■ JOB 1 ■
Translate this sentence from the text about the Antler Queen in "Yellowjackets" into Spanish: "What is this terrifying creature, and how does it connect to our starving girls?"

■ SELECTION ■
A huge question has haunted Showtime's "Yellowjackets" since the beginning: who, actually, is the mysterious Antler Queen? 

The cannibalistic leader of the girls' soccer team has her grasp on many of the girls, including — unsurprisingly — Misty Quigley (Samantha Hanratty). But with her shrouded face, fans are chomping at the bit to uncover this murderous queen's identity. It may be fun to guess which girl will end up donning the crown, but the answer may be spookier than that.

The storyline of "Yellowjackets" has long been teetering toward the occult without actually dipping its toe in. We have seen seances and dead birds littering the cabin, but we have no idea what force rules the woods. The longer viewers go without an answer, the more that the identity of the Antler Queen is looking less and less like a "who" and more like a "what." There has been speculation of some sort of forest gods at work, and while nothing is confirmed at this time, it does appear very probable that there is some supernatural force at work here — and we need only look at the geography of the plane crash and the resonant themes to find an answer. 

Deep in the wilds of Canada, the myth of the wendigo has long been told by the people of the First Nation. What is this terrifying creature, and how does it connect to our starving girls? The mythical beast of Algonquin legend, pop culture, and social taboos holds the answer.

The wendigo is the result of cannibalism

Horror has long used the wendigo as inspiration on screen — from the film "Antlers" to the disturbing Stag Man in "Hannibal." There is no question about why this figure has been a stand-in for one of the most infamous fictional cannibals of all time: Hailing from the First Nations myth of Canada, the wendigo is a cautionary tale about the dangers of straying from your community ... and, well, cannabalism in general.

■ JOB 2 ■
Pick out every line of the records below that contains the string "cropped", and copy each one. Case counts.

■ RAW RECORDS ■

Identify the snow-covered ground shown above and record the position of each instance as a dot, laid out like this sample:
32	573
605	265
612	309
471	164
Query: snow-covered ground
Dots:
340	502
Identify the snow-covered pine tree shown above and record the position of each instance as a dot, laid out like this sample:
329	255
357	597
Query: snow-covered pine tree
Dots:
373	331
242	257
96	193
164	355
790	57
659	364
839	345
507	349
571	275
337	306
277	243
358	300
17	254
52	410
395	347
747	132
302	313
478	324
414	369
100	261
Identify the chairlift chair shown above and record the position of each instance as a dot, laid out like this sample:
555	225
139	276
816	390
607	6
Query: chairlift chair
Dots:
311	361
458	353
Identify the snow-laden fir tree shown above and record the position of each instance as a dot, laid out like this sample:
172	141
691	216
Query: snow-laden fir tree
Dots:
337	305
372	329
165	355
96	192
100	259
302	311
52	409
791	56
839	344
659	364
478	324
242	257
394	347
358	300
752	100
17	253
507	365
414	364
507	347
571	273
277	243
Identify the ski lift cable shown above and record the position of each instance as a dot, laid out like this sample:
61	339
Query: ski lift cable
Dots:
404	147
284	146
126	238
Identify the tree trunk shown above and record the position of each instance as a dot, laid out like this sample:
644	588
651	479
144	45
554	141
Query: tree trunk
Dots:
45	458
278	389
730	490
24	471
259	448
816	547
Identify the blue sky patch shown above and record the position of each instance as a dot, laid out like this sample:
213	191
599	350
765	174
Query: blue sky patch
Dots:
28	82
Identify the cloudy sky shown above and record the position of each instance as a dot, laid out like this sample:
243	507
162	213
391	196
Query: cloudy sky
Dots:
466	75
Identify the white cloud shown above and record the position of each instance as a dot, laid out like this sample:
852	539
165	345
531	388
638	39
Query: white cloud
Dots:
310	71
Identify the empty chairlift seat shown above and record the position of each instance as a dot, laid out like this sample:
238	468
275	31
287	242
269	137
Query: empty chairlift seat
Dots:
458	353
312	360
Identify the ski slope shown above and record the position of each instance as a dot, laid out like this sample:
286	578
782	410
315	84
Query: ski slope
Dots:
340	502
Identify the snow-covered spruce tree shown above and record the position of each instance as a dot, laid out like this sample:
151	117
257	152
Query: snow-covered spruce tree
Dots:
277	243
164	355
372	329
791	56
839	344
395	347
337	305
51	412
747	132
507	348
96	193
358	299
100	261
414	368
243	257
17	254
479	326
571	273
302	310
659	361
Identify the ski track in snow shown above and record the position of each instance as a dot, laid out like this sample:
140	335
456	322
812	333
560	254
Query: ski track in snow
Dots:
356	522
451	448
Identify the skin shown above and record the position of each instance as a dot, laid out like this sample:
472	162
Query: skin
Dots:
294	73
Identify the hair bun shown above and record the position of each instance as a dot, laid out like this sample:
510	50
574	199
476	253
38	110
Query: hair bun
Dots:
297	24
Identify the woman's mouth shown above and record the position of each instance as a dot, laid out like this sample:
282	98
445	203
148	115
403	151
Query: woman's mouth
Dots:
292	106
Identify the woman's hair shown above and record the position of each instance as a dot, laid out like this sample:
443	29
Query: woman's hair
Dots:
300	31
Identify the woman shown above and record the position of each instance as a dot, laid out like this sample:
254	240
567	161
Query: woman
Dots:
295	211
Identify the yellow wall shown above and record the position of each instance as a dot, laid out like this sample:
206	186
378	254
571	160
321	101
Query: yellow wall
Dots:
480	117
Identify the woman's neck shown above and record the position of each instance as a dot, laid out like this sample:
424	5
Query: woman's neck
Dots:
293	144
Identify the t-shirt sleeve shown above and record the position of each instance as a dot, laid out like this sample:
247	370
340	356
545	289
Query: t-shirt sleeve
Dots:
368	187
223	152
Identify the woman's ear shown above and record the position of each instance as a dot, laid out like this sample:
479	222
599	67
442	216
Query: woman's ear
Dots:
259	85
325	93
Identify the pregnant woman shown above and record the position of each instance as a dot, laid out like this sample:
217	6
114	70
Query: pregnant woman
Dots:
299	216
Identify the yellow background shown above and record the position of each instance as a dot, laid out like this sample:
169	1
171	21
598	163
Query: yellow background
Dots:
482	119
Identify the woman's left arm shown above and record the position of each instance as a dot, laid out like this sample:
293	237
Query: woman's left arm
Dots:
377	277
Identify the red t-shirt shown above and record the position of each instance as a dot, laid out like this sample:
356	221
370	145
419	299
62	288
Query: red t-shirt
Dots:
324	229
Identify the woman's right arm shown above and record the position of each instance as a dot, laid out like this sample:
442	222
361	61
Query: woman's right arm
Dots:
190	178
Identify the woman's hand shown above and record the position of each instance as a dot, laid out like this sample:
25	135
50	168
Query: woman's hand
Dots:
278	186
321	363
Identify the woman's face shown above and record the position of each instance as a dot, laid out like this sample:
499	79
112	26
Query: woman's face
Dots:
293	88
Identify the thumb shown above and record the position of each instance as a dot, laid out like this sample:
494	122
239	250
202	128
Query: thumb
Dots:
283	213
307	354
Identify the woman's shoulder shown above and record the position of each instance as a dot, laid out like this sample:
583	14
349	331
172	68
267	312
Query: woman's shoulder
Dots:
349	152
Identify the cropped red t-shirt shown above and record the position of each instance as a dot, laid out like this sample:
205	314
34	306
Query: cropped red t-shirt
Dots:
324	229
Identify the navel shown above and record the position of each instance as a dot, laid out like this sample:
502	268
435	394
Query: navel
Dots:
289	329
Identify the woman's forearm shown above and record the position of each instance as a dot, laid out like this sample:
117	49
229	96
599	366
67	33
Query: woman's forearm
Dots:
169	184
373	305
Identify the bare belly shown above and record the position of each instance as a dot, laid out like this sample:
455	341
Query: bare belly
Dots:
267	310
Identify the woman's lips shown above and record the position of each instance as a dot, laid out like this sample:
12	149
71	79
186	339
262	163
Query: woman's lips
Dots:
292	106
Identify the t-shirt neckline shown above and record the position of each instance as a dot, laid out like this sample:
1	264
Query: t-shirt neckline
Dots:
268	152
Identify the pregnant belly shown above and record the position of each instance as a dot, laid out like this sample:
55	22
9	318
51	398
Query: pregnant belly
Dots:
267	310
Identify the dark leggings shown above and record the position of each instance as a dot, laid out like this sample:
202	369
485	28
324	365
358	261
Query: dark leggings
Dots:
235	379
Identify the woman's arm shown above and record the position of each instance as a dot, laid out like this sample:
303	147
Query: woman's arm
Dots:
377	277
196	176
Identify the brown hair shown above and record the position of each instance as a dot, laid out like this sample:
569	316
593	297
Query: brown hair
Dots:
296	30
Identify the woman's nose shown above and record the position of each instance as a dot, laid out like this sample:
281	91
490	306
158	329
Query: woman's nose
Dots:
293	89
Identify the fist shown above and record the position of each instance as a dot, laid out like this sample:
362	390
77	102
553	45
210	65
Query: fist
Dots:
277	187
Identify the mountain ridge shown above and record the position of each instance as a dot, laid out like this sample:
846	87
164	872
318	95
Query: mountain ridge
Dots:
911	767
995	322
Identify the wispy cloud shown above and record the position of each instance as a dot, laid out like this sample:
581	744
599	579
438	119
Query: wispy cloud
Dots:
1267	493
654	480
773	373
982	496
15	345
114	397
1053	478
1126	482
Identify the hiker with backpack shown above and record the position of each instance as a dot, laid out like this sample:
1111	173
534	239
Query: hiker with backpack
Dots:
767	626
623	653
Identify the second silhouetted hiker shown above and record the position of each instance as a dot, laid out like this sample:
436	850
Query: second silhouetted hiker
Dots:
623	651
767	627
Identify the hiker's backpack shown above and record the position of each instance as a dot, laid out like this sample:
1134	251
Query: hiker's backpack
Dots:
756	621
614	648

■ TASK RESPONSE 1 ■
¿Qué es esta criatura aterradora y cómo se relaciona con nuestras chicas hambrientas?

■ TASK RESPONSE 2 ■
Identify the cropped red t-shirt shown above and record the position of each instance as a dot, laid out like this sample:
Query: cropped red t-shirt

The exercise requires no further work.